WORKING DATA:
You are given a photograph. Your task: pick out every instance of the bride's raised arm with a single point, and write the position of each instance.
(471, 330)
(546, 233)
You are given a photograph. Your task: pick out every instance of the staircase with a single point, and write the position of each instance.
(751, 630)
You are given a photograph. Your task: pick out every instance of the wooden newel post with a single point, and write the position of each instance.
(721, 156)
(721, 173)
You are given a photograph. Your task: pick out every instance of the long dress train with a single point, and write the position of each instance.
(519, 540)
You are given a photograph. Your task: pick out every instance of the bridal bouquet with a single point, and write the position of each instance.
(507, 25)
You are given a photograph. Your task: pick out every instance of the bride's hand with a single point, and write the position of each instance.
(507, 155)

==

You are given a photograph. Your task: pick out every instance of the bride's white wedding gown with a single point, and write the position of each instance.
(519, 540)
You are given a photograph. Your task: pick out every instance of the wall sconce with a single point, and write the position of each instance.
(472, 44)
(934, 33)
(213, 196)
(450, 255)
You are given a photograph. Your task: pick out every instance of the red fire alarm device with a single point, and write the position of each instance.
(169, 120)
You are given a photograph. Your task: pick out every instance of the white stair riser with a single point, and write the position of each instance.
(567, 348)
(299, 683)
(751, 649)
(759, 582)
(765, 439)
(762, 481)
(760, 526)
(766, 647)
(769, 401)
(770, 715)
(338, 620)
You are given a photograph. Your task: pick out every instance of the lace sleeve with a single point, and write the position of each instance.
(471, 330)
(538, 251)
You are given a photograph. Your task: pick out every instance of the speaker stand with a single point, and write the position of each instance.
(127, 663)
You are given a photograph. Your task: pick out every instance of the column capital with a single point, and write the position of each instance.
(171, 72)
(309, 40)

WORK INSTRUCTIONS: Which lines in the records above contain the word "white", matching case exactly? Gather each such line and copy it out whole.

RESULT:
You are given a photograph. Your task: pick out every instance of the bride's white wedding gown with a single point, and write the position of each instance.
You are given a photograph. Your task: pick out every instance of the white stair riser with a single point, and write the position of each instance.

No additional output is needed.